■ YOUR OBJECTIVE: State how many lines of the material below contain the string "denim", matching case exactly. Reply with the number only.
========================================================================
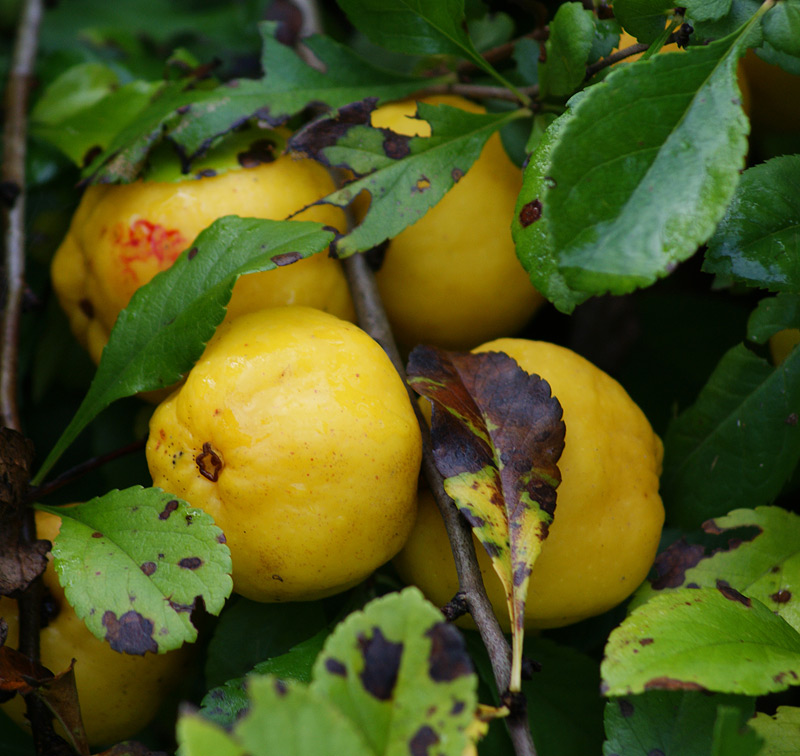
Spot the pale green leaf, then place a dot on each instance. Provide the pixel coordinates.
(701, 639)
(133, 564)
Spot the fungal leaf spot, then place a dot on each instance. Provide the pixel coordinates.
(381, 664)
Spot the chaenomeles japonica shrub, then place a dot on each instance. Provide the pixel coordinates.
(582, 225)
========================================================================
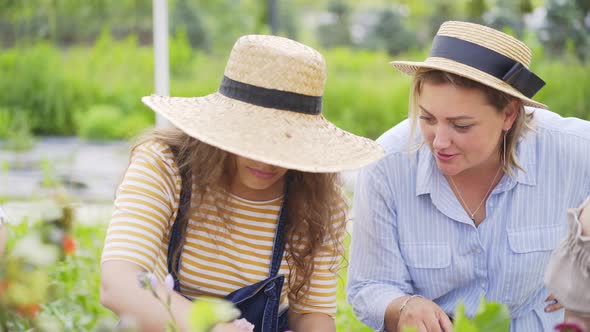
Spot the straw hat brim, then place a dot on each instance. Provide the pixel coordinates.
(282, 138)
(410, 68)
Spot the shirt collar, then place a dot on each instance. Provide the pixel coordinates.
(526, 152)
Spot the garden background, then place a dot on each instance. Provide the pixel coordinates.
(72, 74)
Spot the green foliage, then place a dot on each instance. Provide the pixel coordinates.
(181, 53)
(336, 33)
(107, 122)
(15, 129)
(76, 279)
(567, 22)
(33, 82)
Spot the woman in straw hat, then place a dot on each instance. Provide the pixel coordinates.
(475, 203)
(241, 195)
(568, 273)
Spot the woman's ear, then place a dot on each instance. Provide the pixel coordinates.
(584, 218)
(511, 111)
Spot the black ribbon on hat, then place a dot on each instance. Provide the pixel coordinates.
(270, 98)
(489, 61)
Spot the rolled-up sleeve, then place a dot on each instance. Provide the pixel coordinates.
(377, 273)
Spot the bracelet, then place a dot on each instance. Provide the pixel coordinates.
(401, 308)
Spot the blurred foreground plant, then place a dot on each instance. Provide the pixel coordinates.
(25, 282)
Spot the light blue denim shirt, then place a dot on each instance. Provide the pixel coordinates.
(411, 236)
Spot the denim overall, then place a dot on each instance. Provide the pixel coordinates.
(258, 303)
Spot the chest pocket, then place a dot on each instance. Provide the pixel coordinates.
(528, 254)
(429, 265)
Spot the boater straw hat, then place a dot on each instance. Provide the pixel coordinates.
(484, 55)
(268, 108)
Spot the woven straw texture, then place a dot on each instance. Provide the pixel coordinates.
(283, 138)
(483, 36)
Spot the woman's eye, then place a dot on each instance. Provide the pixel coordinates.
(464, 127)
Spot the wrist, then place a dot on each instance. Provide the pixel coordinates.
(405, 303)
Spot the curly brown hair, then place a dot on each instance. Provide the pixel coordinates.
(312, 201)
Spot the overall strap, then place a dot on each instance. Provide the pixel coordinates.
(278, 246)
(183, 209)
========================================================================
■ SOLUTION TO THE EXERCISE: 2